TO DO >> Rewrite the listing below with every "Markers:" changed to "Points:" and nothing else altered.

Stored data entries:
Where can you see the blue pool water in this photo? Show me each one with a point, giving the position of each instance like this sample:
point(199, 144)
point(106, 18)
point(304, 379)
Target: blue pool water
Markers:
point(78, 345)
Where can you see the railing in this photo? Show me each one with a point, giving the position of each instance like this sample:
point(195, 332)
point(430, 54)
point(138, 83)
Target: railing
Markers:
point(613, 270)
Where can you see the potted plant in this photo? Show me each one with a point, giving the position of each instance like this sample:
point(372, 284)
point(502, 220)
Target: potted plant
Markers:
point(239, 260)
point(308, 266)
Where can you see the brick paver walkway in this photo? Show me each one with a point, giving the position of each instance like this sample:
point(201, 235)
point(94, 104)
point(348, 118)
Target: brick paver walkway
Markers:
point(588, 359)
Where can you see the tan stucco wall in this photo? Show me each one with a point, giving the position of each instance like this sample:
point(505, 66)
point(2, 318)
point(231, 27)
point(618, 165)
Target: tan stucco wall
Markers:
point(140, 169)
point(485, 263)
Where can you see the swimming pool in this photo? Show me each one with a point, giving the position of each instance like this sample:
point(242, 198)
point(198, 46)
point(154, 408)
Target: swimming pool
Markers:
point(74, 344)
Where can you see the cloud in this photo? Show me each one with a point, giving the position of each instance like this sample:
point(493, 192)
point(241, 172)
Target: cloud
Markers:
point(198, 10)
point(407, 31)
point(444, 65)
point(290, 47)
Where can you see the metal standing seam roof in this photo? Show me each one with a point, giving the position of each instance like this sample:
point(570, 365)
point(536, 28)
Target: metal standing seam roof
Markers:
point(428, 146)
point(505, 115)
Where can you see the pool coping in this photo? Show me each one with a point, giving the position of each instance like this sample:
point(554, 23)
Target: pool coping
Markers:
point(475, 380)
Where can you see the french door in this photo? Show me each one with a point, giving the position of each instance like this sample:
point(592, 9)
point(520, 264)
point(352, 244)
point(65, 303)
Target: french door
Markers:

ANSWER TO THE EXERCISE >>
Where can you see the blue pool water in this photo? Show me each one with a point, giving the position of each instance like this sample:
point(199, 144)
point(106, 18)
point(304, 379)
Target: blue pool water
Points:
point(78, 345)
Where can you see the railing in this photo? Show me each one with a point, giving the position of each instance like this sample:
point(195, 332)
point(430, 54)
point(138, 83)
Target: railing
Points:
point(613, 270)
Where can you see the potted plant in this photo? Show me each one with a point, giving the position of each instance like this sample:
point(372, 284)
point(502, 220)
Target: potted plant
Points:
point(239, 260)
point(308, 266)
Where can you see the brick paver walkway in this photo? Show me each one with a point, giving the position of each instance like this sample:
point(201, 235)
point(94, 104)
point(348, 118)
Target: brick paver walkway
Points:
point(588, 359)
Where can you see the tan stucco wall in this photo? Show me each one with a point, giving the position of each instance like this sample:
point(505, 66)
point(2, 318)
point(231, 27)
point(618, 165)
Target: tan stucco wall
Points:
point(140, 169)
point(485, 263)
Where can you see the swimming pool in this photo? Show me each one with a point, giving the position of each instance like this sample:
point(242, 198)
point(198, 46)
point(154, 408)
Target: swimming pool
Points:
point(74, 344)
Where can you see the cloud in this photo? Show me each one with a point, giving the position of each instance like this sample:
point(493, 192)
point(241, 172)
Target: cloud
Points:
point(198, 10)
point(407, 31)
point(444, 65)
point(290, 47)
Where can you see the metal standing seam roof in this photo? Show me each one with a point, giving the position of each instance like this sample:
point(570, 365)
point(536, 28)
Target: metal standing seam roof
Points:
point(428, 146)
point(505, 115)
Where can you see the pool coping in this photo? Show me each one with a point, giving the position of each instance like this sample:
point(554, 23)
Target: pool coping
Points:
point(475, 380)
Where can you see the french door in this photo? Show me each one with a point, giving the position of each instance like this sample:
point(592, 9)
point(520, 264)
point(352, 244)
point(65, 303)
Target: french door
Points:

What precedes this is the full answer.